### What is required
Which lines in the data below contain the string "shirt"? Copy each of those lines in full.
Start of Information shown
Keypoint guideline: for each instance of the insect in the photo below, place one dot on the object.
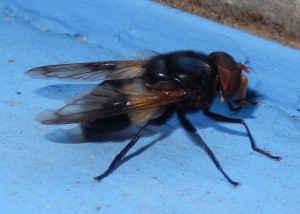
(146, 92)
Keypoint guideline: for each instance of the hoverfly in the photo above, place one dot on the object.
(146, 92)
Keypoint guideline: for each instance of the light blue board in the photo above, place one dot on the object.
(48, 169)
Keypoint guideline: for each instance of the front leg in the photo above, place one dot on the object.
(190, 128)
(222, 118)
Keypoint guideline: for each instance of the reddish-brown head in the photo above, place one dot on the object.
(233, 83)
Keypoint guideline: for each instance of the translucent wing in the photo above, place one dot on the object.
(87, 72)
(110, 99)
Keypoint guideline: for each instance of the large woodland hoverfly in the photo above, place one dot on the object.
(147, 92)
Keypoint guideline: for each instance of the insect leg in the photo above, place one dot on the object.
(123, 152)
(190, 128)
(240, 121)
(157, 121)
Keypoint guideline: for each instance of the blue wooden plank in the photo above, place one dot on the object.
(49, 169)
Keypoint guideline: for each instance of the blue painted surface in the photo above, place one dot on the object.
(47, 169)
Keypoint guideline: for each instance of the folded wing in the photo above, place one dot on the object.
(110, 99)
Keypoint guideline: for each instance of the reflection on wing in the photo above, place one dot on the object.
(109, 100)
(93, 71)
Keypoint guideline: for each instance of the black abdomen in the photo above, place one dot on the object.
(94, 129)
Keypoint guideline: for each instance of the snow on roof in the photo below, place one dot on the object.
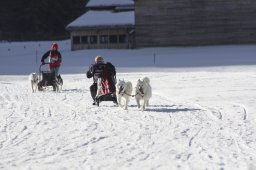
(93, 3)
(102, 19)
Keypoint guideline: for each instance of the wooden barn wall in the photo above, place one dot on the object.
(194, 22)
(98, 45)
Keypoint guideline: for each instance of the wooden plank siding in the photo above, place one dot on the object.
(194, 22)
(102, 32)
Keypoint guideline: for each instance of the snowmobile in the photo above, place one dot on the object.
(47, 78)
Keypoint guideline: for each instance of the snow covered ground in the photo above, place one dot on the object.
(202, 114)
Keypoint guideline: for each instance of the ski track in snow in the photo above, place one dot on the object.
(184, 128)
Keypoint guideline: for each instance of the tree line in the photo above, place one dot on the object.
(38, 19)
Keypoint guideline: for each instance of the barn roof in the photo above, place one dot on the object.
(103, 19)
(99, 3)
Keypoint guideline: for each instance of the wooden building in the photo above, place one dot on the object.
(194, 22)
(106, 24)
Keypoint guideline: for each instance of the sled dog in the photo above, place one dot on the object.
(143, 92)
(123, 93)
(33, 79)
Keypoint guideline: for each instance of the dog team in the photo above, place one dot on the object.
(104, 87)
(143, 93)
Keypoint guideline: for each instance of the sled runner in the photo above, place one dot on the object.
(105, 88)
(47, 78)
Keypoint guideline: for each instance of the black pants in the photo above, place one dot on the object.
(93, 90)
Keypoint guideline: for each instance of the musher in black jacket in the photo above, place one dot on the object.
(96, 71)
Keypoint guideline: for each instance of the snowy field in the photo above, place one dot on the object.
(202, 114)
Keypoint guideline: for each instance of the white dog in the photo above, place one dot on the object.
(143, 92)
(123, 92)
(33, 79)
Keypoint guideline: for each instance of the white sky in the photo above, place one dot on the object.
(201, 114)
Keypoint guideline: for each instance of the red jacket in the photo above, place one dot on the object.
(54, 58)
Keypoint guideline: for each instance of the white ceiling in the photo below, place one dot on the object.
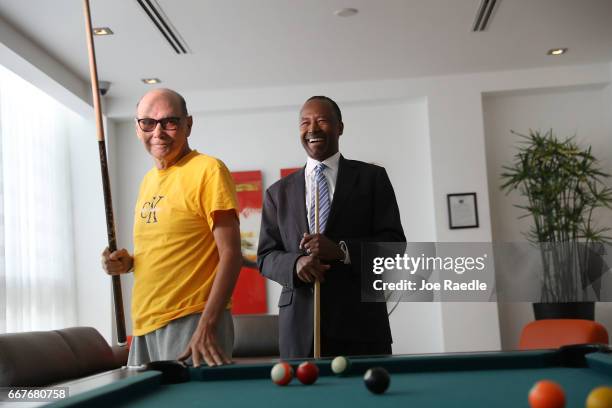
(261, 43)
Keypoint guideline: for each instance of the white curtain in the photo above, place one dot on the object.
(37, 277)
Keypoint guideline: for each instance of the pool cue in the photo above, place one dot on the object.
(108, 203)
(317, 290)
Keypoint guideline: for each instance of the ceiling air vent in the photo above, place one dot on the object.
(163, 24)
(483, 15)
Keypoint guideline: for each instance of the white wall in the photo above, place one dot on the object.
(583, 111)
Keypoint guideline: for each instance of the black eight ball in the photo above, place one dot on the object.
(377, 380)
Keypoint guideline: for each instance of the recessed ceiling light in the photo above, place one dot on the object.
(346, 12)
(103, 31)
(557, 51)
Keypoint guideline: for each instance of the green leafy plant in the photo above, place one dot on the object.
(564, 185)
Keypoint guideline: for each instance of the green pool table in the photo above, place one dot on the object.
(492, 379)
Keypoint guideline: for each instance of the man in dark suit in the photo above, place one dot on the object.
(356, 205)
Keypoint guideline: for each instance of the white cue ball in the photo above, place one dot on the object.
(340, 365)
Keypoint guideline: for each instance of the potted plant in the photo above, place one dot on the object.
(563, 185)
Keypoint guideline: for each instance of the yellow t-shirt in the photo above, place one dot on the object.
(175, 255)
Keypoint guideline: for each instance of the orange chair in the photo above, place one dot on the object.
(554, 333)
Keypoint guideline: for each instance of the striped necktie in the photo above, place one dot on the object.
(324, 203)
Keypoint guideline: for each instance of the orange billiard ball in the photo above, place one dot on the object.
(546, 394)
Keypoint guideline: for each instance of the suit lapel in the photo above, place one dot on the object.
(347, 177)
(296, 191)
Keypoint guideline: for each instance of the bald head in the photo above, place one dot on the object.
(171, 96)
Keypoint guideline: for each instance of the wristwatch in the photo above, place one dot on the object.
(346, 259)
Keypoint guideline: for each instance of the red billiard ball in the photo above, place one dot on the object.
(307, 373)
(281, 373)
(546, 394)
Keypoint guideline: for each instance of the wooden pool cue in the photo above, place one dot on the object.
(317, 290)
(108, 203)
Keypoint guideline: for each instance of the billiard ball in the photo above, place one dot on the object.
(600, 397)
(307, 373)
(546, 394)
(340, 365)
(377, 380)
(281, 373)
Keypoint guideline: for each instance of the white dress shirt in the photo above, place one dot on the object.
(331, 175)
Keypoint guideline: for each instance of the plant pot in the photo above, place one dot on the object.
(570, 310)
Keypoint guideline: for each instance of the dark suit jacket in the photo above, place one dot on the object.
(364, 209)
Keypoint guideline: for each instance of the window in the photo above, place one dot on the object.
(37, 274)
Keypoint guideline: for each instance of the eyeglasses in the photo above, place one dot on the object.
(149, 124)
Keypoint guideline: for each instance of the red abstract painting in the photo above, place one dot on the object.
(250, 292)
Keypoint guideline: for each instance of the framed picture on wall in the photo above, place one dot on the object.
(462, 210)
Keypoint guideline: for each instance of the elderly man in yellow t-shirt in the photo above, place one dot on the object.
(186, 243)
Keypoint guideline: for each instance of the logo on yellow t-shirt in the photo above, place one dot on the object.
(149, 210)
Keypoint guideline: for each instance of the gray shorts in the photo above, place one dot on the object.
(169, 342)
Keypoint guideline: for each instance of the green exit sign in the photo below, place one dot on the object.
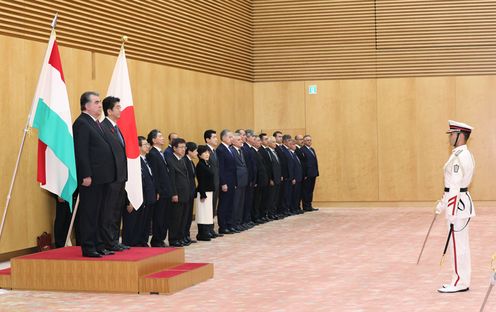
(312, 89)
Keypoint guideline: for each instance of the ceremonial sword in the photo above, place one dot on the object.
(426, 237)
(493, 282)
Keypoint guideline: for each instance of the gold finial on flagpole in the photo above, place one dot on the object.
(124, 39)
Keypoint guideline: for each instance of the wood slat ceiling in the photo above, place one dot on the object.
(276, 40)
(312, 39)
(208, 36)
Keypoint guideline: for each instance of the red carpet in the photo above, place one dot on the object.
(74, 253)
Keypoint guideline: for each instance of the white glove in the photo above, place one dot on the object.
(440, 207)
(451, 219)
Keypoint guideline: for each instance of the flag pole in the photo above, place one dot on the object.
(74, 211)
(25, 132)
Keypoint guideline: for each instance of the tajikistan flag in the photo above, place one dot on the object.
(120, 87)
(51, 115)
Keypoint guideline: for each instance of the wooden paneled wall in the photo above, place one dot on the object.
(342, 39)
(384, 139)
(206, 36)
(166, 98)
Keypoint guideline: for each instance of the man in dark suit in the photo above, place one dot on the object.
(281, 208)
(210, 137)
(298, 178)
(136, 223)
(311, 173)
(115, 198)
(251, 163)
(181, 194)
(276, 175)
(95, 164)
(242, 183)
(268, 190)
(163, 184)
(288, 173)
(262, 182)
(191, 153)
(169, 151)
(227, 181)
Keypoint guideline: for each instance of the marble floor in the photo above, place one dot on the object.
(339, 259)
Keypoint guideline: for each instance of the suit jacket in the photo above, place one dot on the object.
(205, 177)
(149, 190)
(119, 150)
(227, 166)
(302, 158)
(214, 162)
(242, 175)
(191, 175)
(298, 168)
(276, 168)
(267, 162)
(288, 162)
(94, 157)
(262, 177)
(251, 163)
(311, 163)
(283, 160)
(181, 186)
(161, 172)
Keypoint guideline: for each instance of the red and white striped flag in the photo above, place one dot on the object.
(120, 87)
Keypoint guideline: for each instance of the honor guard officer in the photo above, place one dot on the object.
(458, 206)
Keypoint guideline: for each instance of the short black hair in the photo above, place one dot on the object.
(170, 134)
(152, 135)
(466, 134)
(109, 103)
(208, 134)
(140, 139)
(85, 98)
(191, 147)
(202, 149)
(176, 142)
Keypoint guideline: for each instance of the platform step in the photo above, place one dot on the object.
(5, 279)
(176, 278)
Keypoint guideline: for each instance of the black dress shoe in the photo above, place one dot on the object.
(125, 247)
(114, 248)
(91, 254)
(225, 231)
(176, 244)
(311, 209)
(203, 238)
(105, 252)
(161, 244)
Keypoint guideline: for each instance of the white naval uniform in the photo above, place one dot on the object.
(459, 208)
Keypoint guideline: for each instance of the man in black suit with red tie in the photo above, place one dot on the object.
(228, 183)
(163, 184)
(95, 164)
(116, 197)
(251, 163)
(136, 223)
(181, 194)
(311, 171)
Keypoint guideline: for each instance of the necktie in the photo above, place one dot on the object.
(99, 125)
(119, 135)
(147, 166)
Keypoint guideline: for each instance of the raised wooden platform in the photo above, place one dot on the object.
(65, 269)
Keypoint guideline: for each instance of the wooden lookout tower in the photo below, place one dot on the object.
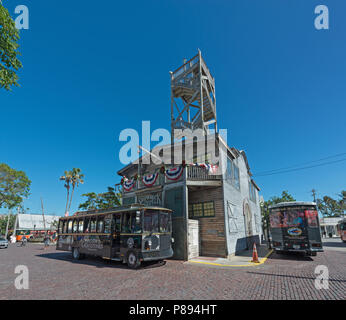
End of Information shown
### Answer below
Keypoint guideline: for each instance of the yellow t-shirt in the photo above, place one dot on the object.
Keypoint guideline: for each instance of the white dress shirt in the photo above, place one dot on the object.
Keypoint guideline: for each instance of the elderly man in yellow t-shirt in the photo above, place one dot on the object.
Keypoint guideline: for each instance of the logo on yellow t-shirt in the photo above, place one dot on the object.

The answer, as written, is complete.